Begin

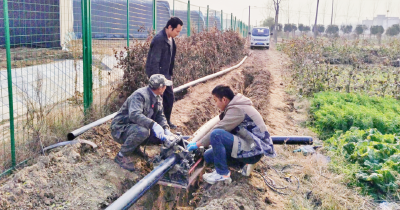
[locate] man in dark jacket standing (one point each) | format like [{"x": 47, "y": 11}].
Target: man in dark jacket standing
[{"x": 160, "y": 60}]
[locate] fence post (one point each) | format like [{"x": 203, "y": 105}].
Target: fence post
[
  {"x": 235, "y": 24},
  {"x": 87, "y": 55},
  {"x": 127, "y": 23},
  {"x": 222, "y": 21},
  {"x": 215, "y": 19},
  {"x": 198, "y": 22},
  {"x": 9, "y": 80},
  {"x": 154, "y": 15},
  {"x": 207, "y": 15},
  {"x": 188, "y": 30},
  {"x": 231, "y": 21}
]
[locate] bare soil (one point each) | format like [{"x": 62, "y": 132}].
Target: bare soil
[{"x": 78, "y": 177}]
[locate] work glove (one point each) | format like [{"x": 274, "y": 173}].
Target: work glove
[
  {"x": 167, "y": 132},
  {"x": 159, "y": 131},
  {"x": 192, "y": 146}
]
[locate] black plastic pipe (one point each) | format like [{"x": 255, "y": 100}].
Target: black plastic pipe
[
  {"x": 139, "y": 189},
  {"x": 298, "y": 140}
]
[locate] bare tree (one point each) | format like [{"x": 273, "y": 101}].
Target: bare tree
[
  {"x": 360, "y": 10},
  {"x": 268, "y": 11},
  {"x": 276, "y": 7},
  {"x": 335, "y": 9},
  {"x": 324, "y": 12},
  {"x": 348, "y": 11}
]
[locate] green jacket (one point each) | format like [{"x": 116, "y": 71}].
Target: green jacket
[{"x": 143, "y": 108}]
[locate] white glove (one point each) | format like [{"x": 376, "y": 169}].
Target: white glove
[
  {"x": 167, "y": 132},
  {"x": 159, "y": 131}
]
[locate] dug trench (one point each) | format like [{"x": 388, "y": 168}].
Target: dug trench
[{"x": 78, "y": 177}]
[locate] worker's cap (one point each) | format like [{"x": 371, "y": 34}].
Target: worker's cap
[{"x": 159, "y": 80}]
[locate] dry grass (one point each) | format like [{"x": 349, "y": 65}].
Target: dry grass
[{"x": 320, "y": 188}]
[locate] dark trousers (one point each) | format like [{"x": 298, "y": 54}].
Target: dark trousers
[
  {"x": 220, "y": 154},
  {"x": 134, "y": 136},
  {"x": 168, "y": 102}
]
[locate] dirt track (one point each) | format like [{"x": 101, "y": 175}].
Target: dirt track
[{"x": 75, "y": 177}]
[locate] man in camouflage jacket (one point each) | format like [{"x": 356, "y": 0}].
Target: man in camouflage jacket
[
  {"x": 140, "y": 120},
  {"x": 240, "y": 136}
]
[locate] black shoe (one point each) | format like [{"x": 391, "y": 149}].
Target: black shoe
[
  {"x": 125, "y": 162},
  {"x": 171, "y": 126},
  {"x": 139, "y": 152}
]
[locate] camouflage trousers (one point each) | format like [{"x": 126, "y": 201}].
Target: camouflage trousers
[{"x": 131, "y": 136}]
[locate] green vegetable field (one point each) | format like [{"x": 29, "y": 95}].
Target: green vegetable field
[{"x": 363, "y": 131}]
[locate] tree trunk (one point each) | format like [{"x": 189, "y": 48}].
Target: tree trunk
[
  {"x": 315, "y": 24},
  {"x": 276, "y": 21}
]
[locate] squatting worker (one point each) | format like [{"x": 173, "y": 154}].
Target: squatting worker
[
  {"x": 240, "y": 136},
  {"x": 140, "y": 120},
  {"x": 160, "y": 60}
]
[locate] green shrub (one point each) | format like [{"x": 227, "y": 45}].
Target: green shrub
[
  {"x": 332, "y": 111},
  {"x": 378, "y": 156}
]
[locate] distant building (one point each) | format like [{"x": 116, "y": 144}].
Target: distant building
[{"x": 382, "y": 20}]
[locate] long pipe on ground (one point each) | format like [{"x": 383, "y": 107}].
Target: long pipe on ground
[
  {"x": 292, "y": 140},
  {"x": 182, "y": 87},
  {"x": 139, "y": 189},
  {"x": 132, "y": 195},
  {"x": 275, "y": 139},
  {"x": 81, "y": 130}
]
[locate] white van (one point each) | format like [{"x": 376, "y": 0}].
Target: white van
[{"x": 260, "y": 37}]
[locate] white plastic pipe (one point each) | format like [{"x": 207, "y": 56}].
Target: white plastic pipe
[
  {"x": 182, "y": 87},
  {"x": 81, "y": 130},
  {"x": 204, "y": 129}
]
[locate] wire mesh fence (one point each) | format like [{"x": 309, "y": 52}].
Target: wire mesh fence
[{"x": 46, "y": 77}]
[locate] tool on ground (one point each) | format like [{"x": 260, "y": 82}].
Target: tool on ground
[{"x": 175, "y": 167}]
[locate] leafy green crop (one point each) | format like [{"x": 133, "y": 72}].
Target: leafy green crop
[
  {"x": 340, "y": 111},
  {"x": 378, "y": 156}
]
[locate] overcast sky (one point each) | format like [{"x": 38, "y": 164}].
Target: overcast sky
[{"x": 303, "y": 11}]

End
Begin

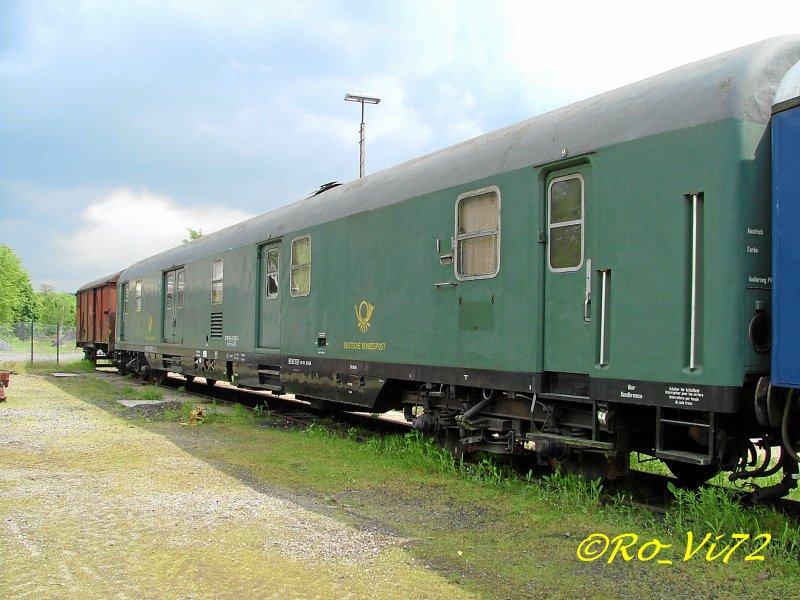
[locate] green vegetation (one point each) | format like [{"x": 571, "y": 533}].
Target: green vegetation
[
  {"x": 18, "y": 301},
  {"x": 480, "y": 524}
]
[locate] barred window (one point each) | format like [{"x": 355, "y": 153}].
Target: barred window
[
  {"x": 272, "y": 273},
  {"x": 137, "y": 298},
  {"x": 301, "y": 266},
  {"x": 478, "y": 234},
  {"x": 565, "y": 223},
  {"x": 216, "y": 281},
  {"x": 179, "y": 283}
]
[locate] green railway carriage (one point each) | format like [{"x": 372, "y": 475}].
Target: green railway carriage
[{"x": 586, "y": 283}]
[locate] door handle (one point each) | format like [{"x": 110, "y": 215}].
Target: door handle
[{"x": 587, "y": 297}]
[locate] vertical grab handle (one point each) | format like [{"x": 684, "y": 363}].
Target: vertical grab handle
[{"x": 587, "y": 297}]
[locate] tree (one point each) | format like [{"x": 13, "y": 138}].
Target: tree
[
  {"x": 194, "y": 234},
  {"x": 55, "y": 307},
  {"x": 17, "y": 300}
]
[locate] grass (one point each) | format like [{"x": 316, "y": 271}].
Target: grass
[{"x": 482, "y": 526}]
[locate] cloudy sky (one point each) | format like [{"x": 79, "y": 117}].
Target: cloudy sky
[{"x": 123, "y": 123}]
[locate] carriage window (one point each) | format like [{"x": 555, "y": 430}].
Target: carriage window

End

Count the lines in the listing that contain the word "trench", and reply with only that number.

2